WHAT YOU ARE ASKED TO DO – Retype the material below word for word, keeping every line in its original order.

ITEMS –
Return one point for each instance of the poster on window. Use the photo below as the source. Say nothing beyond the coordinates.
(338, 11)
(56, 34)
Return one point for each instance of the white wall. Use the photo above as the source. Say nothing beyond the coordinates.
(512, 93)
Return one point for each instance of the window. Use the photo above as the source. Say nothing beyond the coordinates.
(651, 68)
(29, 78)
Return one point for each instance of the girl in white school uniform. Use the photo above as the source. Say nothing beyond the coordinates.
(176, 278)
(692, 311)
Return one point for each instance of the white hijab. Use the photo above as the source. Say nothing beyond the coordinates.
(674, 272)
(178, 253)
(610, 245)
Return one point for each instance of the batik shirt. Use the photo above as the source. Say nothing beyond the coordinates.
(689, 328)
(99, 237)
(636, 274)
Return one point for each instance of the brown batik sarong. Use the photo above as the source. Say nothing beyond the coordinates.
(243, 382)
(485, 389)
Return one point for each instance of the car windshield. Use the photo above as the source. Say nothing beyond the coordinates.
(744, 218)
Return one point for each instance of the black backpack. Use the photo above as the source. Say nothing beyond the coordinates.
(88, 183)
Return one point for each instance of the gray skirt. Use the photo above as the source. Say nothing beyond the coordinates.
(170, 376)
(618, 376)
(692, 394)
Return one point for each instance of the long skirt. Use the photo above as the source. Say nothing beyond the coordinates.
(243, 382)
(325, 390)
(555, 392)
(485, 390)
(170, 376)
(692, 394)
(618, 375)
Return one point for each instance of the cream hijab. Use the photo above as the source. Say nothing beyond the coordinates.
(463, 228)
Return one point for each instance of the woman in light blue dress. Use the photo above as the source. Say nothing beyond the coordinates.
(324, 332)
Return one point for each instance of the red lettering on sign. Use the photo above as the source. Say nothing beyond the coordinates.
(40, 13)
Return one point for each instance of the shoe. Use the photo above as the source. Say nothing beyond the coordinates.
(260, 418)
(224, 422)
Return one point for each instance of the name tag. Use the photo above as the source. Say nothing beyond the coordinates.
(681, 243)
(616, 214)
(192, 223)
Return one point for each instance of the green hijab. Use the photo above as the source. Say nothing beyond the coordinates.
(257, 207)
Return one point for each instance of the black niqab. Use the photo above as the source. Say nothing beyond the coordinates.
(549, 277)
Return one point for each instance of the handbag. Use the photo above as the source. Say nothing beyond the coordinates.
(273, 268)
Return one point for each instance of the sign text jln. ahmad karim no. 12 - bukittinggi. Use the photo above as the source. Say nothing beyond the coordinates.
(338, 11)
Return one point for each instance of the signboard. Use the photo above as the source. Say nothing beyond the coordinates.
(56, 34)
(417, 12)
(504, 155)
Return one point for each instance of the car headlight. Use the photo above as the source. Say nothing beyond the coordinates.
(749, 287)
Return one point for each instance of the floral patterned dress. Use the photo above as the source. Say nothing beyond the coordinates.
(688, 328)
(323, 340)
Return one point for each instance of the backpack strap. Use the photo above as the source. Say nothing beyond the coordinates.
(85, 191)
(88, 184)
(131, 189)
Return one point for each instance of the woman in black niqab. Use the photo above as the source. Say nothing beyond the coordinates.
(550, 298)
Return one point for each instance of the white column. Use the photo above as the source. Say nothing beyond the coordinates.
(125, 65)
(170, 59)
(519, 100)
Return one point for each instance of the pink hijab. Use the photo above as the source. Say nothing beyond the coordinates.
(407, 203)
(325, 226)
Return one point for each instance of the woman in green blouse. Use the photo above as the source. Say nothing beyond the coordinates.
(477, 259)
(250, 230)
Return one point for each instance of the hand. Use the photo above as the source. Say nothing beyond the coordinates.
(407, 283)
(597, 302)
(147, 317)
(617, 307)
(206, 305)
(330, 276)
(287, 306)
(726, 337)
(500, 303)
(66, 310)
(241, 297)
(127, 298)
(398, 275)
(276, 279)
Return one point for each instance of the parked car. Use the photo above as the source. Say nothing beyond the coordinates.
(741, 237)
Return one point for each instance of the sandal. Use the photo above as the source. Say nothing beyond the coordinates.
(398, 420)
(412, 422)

RESPONSE FOR THIS EXERCISE –
Return one point for each instance of the poster on window. Use the photo below as the source. Say nothing beyond the coordinates.
(338, 11)
(56, 34)
Return one point for each instance of the white wall. Use the photo above as the source. Say nothing beyond the coordinates.
(512, 93)
Return one point for each instance of the window. Use the photo above as the source. Say nothing beyond the coordinates.
(651, 68)
(29, 78)
Return one point for each instance of the girl in white school uniform. Use the photo above as the source. Say nothing beyond the coordinates.
(176, 278)
(692, 311)
Return one point for each instance of the white hijab. Use the photo above as the source. Say nothing beyond the coordinates.
(674, 272)
(178, 253)
(610, 245)
Return one point for each instance of the batik shirt. Use the photo above as the source. Say nothing beyond the coordinates.
(689, 328)
(99, 237)
(636, 274)
Return one point for each instance of the brown batik sarong. Use the photo above as the source. Say nothing beyond the coordinates.
(243, 382)
(485, 389)
Return one point for each instance of the car windshield. Use the photo above as the source. Say nothing beyond the coordinates.
(744, 218)
Return one point for each instance of the black backpack. Use the photo above as the source. Say nothing beyond the coordinates.
(88, 183)
Return one point for each instance of the gray skirt. Use the photo above as the source. Say nothing beyond the coordinates.
(170, 376)
(618, 376)
(692, 394)
Return one point for each instance of the long skirt. Use the photo above as the source. Say nothing beyond the coordinates.
(243, 382)
(325, 390)
(555, 392)
(485, 390)
(170, 376)
(692, 394)
(618, 375)
Return one point for each instance of the cream hijab. Use the photo above as the source. Say nothing beyond the coordinates.
(463, 228)
Return one point for each instance of the woman in light blue dress. Use the photo above as the source. Say nothing beyond the coordinates.
(324, 332)
Return one point for each instance of the red lettering on sign. Use the photo above as the source. Say nothing beyond the coordinates.
(40, 13)
Return one point for each instance of the shoe. Use the photo above as the source. Say nothing beyond the coordinates.
(260, 418)
(224, 422)
Return one point for each instance of the name tag. Use the photo above as the source. Say nothing beyond the coordinates.
(681, 243)
(616, 214)
(192, 223)
Return one point for each instance of the green hijab. Use the photo above as the source. Say nothing beyond the coordinates.
(257, 207)
Return one point for each instance of the black niqab. Use the photo above as the source. Say nothing beyond the coordinates.
(549, 277)
Return one point for each instance of the handbag. Use the photo above as the source. Say nothing beyond the coordinates.
(273, 268)
Return one point for each instance of the sign text jln. ahmad karim no. 12 - bukittinggi. Use the photo above as the source. Say nothing beyond the coordinates.
(338, 11)
Return one point for each instance of the signboard. Use the photo above as the source. Say nothing beyond the coordinates.
(56, 34)
(417, 12)
(504, 155)
Return one point for each instance of the car headlight. Use the photo above as the source. Say nothing beyond the coordinates.
(749, 287)
Return one point for each instance of the floral patterned dress. Use the photo above as the source. Say nothing beyond the coordinates.
(688, 328)
(323, 340)
Return one point for each instance of the backpack strap. Use the photo above as the source. Say nothing beyond the coordinates.
(85, 191)
(88, 184)
(131, 189)
Return one point for each instance of the woman in black niqab. Use the photo above as the source. Say nothing beyond the coordinates.
(550, 298)
Return one point for each instance of the white column. Use the photo above as the source. Say nothing beyond the coordinates.
(125, 65)
(170, 59)
(519, 100)
Return one point for each instance of the pink hijab. Use the photo above as the source. Say nothing beyond the coordinates.
(407, 203)
(325, 226)
Return one point for each instance of the woman in green blouse. Use the photo above as the source. Say nothing beyond the coordinates.
(477, 259)
(250, 230)
Return one point for each instance of the hand. Use the photo above as the source. Say nothing beyond the coordinates.
(407, 283)
(597, 302)
(147, 317)
(617, 307)
(206, 305)
(330, 276)
(287, 306)
(726, 337)
(500, 303)
(66, 310)
(241, 297)
(127, 298)
(398, 275)
(276, 279)
Return one point for each instance of the parked car. Use the photo above as the source. Say nothing beyond the coordinates.
(741, 237)
Return one point for each instance of the sandal. Use the photo above as the source. Say nothing beyond the coordinates.
(398, 420)
(412, 422)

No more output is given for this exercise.